Output each line of the data word for word, from the first through the line that holds "<point>656,126</point>", and leave off whatever follows.

..............................

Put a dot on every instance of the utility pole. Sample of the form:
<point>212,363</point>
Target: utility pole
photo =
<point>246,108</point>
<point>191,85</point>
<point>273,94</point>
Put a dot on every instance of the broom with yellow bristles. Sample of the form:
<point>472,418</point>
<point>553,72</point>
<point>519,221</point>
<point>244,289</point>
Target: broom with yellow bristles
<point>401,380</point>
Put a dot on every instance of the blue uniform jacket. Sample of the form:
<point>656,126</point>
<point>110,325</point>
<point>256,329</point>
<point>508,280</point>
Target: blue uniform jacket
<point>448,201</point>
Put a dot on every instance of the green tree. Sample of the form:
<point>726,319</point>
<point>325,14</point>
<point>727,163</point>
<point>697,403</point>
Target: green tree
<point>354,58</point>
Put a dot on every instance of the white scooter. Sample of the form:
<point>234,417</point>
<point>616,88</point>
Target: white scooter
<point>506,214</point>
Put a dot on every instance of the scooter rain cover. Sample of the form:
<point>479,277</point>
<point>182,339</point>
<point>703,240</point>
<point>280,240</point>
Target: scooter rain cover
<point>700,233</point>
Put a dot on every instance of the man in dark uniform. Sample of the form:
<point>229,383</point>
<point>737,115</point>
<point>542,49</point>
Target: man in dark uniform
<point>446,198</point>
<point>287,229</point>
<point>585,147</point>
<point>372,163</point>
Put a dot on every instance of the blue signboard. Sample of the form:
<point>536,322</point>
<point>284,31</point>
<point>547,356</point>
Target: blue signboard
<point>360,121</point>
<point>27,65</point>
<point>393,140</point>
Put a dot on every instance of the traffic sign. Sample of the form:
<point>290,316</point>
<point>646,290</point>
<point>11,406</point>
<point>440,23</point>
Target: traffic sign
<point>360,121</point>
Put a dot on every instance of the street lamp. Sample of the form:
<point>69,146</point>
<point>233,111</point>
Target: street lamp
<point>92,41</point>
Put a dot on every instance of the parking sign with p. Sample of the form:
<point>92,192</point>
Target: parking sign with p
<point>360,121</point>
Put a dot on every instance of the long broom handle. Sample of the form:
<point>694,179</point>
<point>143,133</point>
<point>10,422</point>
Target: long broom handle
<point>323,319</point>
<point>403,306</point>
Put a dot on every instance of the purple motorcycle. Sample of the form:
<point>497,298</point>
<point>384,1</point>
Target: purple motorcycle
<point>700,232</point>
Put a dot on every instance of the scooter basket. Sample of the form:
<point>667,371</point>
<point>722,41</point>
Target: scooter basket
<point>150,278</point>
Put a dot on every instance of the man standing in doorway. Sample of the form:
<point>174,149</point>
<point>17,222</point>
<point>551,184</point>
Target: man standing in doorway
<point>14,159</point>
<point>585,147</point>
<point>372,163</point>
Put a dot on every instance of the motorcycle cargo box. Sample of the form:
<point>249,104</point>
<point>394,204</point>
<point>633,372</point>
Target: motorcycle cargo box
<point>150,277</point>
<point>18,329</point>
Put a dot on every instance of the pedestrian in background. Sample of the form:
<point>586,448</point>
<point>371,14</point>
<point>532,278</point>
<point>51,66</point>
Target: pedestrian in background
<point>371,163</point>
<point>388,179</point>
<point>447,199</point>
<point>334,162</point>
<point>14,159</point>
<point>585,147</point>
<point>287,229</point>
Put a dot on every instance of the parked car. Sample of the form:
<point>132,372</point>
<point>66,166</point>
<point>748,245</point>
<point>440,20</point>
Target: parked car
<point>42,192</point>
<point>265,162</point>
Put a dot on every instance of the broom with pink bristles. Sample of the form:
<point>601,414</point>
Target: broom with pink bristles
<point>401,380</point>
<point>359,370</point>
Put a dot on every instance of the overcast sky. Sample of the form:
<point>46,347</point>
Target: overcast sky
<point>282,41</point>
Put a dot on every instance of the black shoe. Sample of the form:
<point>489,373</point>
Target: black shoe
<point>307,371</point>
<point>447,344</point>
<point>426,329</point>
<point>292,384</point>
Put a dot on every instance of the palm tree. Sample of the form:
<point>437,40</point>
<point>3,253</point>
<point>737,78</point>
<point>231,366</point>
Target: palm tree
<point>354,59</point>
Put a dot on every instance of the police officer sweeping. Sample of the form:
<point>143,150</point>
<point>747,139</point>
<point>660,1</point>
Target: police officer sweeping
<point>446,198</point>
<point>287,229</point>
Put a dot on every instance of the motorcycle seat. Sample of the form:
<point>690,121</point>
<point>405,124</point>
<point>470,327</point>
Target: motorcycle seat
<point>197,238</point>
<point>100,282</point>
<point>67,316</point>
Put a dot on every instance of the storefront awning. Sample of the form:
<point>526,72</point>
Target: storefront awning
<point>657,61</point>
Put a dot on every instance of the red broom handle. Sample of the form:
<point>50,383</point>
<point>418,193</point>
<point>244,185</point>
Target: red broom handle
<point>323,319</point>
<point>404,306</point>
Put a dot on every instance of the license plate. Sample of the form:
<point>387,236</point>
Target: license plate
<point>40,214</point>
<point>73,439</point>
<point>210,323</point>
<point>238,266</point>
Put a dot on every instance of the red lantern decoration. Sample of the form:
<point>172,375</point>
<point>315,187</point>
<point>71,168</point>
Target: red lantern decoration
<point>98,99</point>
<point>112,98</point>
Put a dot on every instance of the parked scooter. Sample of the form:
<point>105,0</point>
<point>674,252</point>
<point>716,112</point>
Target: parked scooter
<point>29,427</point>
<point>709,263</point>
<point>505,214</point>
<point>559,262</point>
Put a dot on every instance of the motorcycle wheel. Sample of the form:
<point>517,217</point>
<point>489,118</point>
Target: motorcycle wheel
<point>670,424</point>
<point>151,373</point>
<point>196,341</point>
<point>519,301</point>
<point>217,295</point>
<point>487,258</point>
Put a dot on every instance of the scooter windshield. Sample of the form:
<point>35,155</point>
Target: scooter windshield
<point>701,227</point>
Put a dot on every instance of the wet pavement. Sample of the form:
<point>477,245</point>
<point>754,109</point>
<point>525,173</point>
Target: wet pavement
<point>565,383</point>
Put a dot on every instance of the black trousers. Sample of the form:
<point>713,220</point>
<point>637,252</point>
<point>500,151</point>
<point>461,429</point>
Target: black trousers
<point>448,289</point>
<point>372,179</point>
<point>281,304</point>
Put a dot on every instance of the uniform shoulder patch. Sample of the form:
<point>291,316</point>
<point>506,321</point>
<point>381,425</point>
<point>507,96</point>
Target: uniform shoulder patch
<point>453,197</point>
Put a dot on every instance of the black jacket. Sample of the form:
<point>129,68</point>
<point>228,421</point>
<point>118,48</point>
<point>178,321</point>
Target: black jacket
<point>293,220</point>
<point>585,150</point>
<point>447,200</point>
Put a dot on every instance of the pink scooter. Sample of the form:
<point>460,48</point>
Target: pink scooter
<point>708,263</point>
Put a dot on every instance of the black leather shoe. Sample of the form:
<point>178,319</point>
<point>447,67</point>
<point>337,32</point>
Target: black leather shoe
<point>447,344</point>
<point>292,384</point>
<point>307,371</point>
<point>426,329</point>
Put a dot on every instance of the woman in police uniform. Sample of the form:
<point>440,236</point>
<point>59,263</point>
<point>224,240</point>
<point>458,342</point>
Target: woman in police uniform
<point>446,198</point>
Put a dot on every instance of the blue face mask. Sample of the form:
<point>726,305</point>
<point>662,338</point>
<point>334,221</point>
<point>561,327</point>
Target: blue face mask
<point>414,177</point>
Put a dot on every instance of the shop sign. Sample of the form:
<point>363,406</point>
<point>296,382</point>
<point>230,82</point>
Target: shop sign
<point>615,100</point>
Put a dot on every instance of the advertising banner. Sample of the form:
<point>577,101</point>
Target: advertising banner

..............................

Finished task:
Put a dot on every instance of the utility pole. Sample of the form:
<point>212,363</point>
Target: utility pole
photo =
<point>246,108</point>
<point>191,85</point>
<point>273,94</point>
Put a dot on every instance of the broom with yellow bristles. Sample of the form:
<point>472,418</point>
<point>553,72</point>
<point>519,221</point>
<point>244,289</point>
Target: broom with yellow bristles
<point>401,380</point>
Put a dot on every instance of the blue uniform jacket. Sample of the form:
<point>656,126</point>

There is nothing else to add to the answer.